(Referring expression data)
•••••

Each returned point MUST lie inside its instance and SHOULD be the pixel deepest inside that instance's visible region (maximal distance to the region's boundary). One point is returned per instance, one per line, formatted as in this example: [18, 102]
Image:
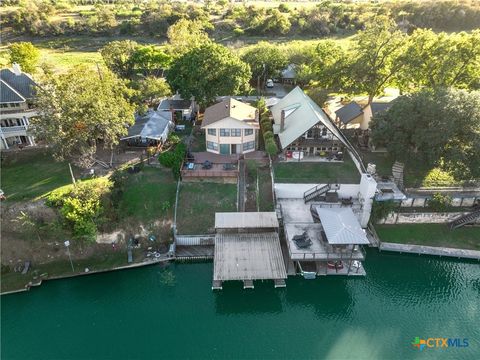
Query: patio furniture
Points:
[302, 241]
[207, 165]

•••••

Without the pictures, copy all of the entries exactly as they appear.

- _Response to the task_:
Each returned point MUST lie inside its instance and SHOULD be the pixel deepest inside that instance's visible region (maximal distance to the region's boundary). One point is returned per instance, one per line, formatted as in this example: [18, 102]
Image:
Query: patio furniture
Points:
[302, 241]
[207, 165]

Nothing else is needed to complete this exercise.